Outro desafio relevante é a invisibilidade da saúde bucal no debate público. Políticas de saúde bucal frequentemente não recebem a mesma visibilidade ou prioridade que outras áreas, como atenção hospitalar, saúde mental ou vacinação.
Saúde bucal como direito social
A saúde é um direito social garantido pela Constituição Federal de 1988, e isso inclui a saúde bucal. Portanto, cabe ao Estado assegurar ações que garantam não apenas o atendimento odontológico curativo, mas também políticas de promoção, prevenção e educação permanente.
O acesso universal, igualitário e gratuito aos serviços de saúde bucal é uma questão de justiça social. Quando um cidadão não consegue se alimentar adequadamente, sorrir, falar ou se inserir no mercado de trabalho por limitações bucais, há uma violação dos seus direitos fundamentais.
Neste sentido, fortalecer políticas públicas de saúde bucal no Brasil, não é uma opção, mas uma obrigação do Estado, uma demanda da sociedade e um imperativo ético.
O impacto social da saúde bucal
A ausência de cuidado com a saúde bucal impacta diretamente no desenvolvimento humano e na economia. Crianças com cárie têm maior índice de evasão escolar. Adultos com dor ou problemas bucais crônicos apresentam queda de produtividade, maior absenteísmo e dificuldades de inserção no mercado de trabalho.
Na população idosa, a perda dentária compromete a nutrição, agrava quadros de diabetes, hipertensão e pode levar à perda da autonomia. Estudos também mostram associação entre doença periodontal e complicações cardiovasculares, além de agravar desfechos em pacientes com insuficiência renal, câncer ou em unidades de terapia intensiva.
Portanto, a saúde bucal precisa ser compreendida como determinante da saúde geral e, por consequência, como fator estratégico para o desenvolvimento econômico e social de um país.
O papel dos profissionais na construção de políticas públicas
Os cirurgiões-dentistas são agentes fundamentais na construção, implementação e aprimoramento das políticas públicas de saúde bucal. Sua atuação vai além do atendimento clínico; envolve participação ativa nos conselhos municipais e estaduais de saúde, na formulação de propostas e na defesa do financiamento adequado para a área.

----

■ **Objetivo da tarefa**:
Responda, por favor, com base no trecho sobre saúde bucal:
(a) Qual documento garante a saúde como direito social?
(b) Que índice é maior entre crianças com cárie?
(c) Em que instâncias, além do atendimento clínico, os cirurgiões-dentistas participam ativamente?

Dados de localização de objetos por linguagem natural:
----

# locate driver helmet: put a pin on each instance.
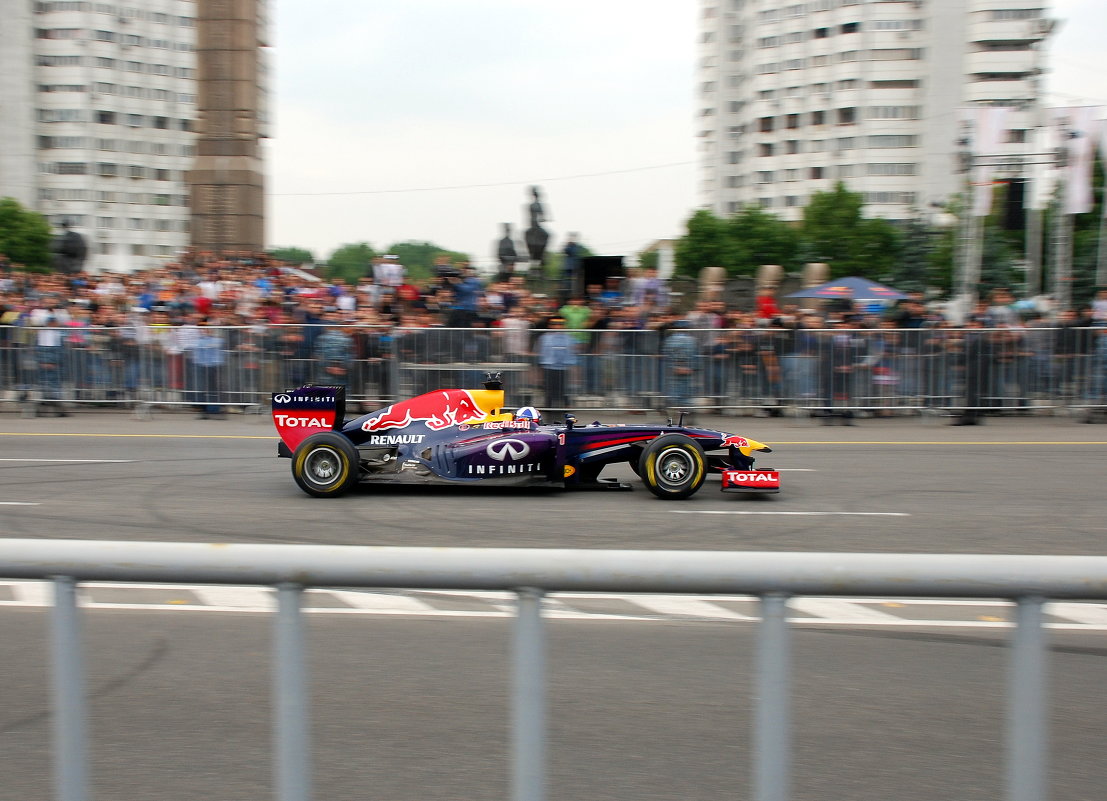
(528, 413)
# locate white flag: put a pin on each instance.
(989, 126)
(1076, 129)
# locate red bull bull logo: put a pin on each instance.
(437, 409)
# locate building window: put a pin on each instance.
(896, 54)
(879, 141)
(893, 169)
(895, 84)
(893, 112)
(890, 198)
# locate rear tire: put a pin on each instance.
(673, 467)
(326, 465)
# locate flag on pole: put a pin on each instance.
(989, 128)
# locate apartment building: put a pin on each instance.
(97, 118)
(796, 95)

----

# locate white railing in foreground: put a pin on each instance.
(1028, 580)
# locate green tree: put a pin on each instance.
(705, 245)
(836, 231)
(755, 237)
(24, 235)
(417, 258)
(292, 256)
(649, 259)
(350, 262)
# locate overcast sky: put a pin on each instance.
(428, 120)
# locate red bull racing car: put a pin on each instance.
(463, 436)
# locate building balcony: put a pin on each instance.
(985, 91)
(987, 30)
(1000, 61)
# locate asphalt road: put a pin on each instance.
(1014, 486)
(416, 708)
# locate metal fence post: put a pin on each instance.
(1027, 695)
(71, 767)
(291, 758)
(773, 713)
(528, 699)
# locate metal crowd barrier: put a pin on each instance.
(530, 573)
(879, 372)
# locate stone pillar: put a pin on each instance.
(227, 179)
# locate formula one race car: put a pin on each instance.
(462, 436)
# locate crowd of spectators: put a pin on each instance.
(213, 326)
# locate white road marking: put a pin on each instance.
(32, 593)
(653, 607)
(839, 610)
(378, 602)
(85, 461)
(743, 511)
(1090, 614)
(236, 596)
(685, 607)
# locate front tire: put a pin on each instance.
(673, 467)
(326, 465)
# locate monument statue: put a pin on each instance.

----

■ **Resultado do exercício**:
(a) A Constituição Federal de 1988.
(b) O índice de evasão escolar.
(c) Nos conselhos municipais e estaduais de saúde.